▸ Exercise instructions
Images are not part of the copy; write out the rest of the data exactly as given.

▸ Provided data
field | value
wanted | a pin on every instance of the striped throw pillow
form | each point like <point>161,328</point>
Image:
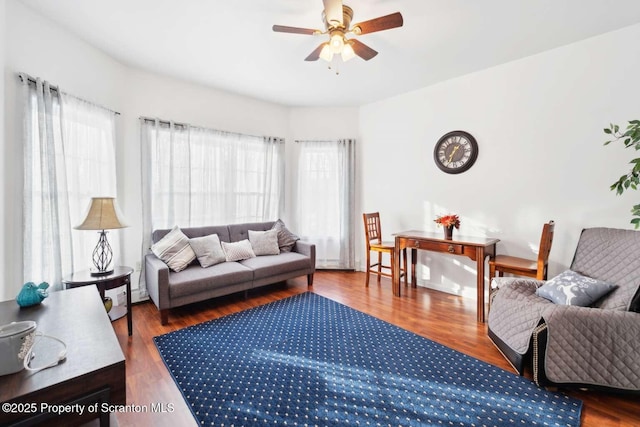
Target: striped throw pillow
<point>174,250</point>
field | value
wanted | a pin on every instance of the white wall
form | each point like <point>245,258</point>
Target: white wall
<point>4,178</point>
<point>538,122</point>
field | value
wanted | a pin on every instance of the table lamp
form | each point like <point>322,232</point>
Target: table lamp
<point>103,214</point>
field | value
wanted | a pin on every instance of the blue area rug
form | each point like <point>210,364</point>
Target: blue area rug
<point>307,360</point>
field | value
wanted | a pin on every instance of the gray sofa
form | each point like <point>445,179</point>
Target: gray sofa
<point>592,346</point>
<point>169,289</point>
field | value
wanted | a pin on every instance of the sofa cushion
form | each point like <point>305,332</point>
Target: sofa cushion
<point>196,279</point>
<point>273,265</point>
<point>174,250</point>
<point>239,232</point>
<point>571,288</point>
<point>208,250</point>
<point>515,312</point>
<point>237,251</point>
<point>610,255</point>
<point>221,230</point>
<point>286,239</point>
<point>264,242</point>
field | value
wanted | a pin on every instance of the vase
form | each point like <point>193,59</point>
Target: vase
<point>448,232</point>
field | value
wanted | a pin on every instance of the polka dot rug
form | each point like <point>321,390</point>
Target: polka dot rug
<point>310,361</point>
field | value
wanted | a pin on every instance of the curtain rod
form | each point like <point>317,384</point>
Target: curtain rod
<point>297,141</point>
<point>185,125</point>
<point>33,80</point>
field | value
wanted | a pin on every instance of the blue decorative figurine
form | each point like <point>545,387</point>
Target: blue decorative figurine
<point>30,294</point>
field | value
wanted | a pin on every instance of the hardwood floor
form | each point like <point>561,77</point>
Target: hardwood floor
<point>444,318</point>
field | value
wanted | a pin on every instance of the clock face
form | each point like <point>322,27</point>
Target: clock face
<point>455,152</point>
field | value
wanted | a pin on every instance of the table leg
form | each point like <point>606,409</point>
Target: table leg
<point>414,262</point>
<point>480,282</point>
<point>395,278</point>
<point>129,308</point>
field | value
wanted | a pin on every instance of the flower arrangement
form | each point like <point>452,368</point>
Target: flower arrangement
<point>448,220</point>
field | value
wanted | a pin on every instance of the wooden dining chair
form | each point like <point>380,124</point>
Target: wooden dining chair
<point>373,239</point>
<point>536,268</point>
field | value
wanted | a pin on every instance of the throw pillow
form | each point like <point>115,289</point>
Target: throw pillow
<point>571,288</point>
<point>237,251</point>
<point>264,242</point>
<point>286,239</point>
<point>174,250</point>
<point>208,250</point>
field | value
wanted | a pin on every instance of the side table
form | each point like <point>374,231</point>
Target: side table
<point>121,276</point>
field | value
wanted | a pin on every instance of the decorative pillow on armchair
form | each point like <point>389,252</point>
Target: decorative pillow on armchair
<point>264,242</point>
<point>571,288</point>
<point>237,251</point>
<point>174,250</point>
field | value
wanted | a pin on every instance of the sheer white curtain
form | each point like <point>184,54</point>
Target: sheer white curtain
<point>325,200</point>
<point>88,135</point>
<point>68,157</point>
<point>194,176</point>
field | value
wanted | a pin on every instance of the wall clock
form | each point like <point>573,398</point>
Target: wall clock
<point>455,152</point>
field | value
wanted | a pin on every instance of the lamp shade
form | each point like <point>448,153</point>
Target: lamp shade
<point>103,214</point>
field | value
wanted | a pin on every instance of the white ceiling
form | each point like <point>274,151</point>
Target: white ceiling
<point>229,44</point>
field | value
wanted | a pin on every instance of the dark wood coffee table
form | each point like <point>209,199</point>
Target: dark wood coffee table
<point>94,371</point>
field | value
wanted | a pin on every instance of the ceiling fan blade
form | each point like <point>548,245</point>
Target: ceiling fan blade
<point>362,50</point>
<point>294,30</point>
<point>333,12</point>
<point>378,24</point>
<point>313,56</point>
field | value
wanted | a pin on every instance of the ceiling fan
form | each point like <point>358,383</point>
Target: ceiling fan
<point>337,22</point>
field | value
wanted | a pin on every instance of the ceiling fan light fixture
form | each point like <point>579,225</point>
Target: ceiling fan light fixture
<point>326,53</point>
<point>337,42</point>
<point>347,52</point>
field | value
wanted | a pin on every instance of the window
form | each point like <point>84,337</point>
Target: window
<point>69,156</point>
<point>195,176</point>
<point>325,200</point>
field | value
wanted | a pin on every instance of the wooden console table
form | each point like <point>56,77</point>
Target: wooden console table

▸ Written answer
field | value
wanted | a pin on every instance of the striped throw pillow
form | each point like <point>161,328</point>
Image:
Target: striped throw pillow
<point>174,250</point>
field | value
wanted | a pin on every instance of the white wall
form | each point like <point>245,258</point>
Target: white wall
<point>4,178</point>
<point>538,122</point>
field | value
wanted | a pin on every instance of the table lamp
form | each point like <point>322,232</point>
Target: table lamp
<point>103,214</point>
field | value
wanted | a pin on every instance of the blue area rug
form | each point like <point>210,364</point>
Target: blue area rug
<point>307,360</point>
field | value
wanted | a pin on every instance of the gray sofa
form | each point like <point>445,179</point>
Target: gray sofa
<point>592,346</point>
<point>169,289</point>
field | value
wanted | a pin on every instance of the sofa cushion
form | each point like <point>305,332</point>
Target: sofa cushion
<point>196,279</point>
<point>273,265</point>
<point>174,250</point>
<point>239,232</point>
<point>571,288</point>
<point>208,250</point>
<point>515,312</point>
<point>237,251</point>
<point>610,255</point>
<point>221,230</point>
<point>286,239</point>
<point>264,242</point>
field | value
wanted | a pin on every instance of the vase
form | each point like <point>193,59</point>
Target: vase
<point>448,232</point>
field | value
wanted | a pin on every instance of the polka dot rug
form | each point like <point>321,390</point>
Target: polka dot rug
<point>310,361</point>
field | value
wanted | a pin on every instance of the curtain rod
form | each point like <point>317,384</point>
Target: curtain rod
<point>297,141</point>
<point>185,125</point>
<point>33,80</point>
field | value
wanted | a pin on every instance of the blue decorative figurine
form | each point like <point>545,387</point>
Target: blue decorative figurine
<point>30,294</point>
field | value
wanted | a pin on every instance of the hardwood floor
form | each point like <point>561,77</point>
Target: hardwood floor
<point>444,318</point>
field | value
wanted | a pin on every instance of the clock face
form | each point like <point>322,27</point>
Target: clock face
<point>455,152</point>
field | value
wanted | a pin on every instance of the table leg
form | each point like <point>606,409</point>
Target: table leg
<point>414,262</point>
<point>480,282</point>
<point>395,278</point>
<point>129,308</point>
field | value
wanted | a pin on every instance of the flower arrangement
form | each point like <point>452,368</point>
Target: flower arrangement
<point>448,220</point>
field | value
wanted | a pin on every instance of the wooden dining chair
form | each point like <point>380,124</point>
Target: wooden dining chair
<point>373,239</point>
<point>536,268</point>
field | value
wanted | a pin on every instance of the throw pillow
form | each point like <point>115,289</point>
Target: throw pillow
<point>571,288</point>
<point>237,251</point>
<point>264,242</point>
<point>286,239</point>
<point>174,250</point>
<point>208,250</point>
field | value
wanted | a pin on every instance of the side table
form | each point like <point>374,231</point>
Target: side table
<point>121,276</point>
field | value
wanted | a pin on every instance of the decorative pillow on armchair
form | each point like <point>389,252</point>
Target: decorative pillow on armchair
<point>264,242</point>
<point>571,288</point>
<point>237,251</point>
<point>174,250</point>
field | value
wanted | a pin on every instance of the sheer white curtain
form | each point like <point>184,54</point>
Target: sheer white curtain
<point>325,200</point>
<point>88,135</point>
<point>68,157</point>
<point>194,176</point>
field | value
wanted | a pin on every instance of the wall clock
form | each point like <point>573,398</point>
Target: wall clock
<point>455,152</point>
field | value
wanted | a pin on every instance of the lamp shade
form | each point like <point>448,153</point>
Target: lamp shade
<point>103,214</point>
field | value
wanted | a pin on every instance of the white ceiling
form | each point like <point>274,151</point>
Target: white ceiling
<point>229,44</point>
field | value
wanted | a pin on every instance of the dark wood coffee table
form | each point like <point>209,199</point>
Target: dark wood coffee table
<point>94,371</point>
field | value
wanted | a pin on every instance of the ceiling fan blade
form | each point like <point>548,245</point>
Target: ceiling fan blade
<point>362,50</point>
<point>294,30</point>
<point>333,12</point>
<point>378,24</point>
<point>313,56</point>
field | value
wanted | a pin on every instance of the ceiling fan
form | each point like <point>358,383</point>
Target: ceiling fan
<point>337,22</point>
field | value
wanted | a pin on every instance of the ceiling fan light fixture
form | each point like <point>579,225</point>
Target: ceiling fan light fixture
<point>326,53</point>
<point>337,42</point>
<point>347,52</point>
field | value
wanted | a pin on every instance of the window
form | each point like <point>84,337</point>
Target: window
<point>69,156</point>
<point>195,176</point>
<point>325,200</point>
field | value
wanted | a pin on every instance of the wooden console table
form | each point like <point>56,77</point>
Target: wooden console table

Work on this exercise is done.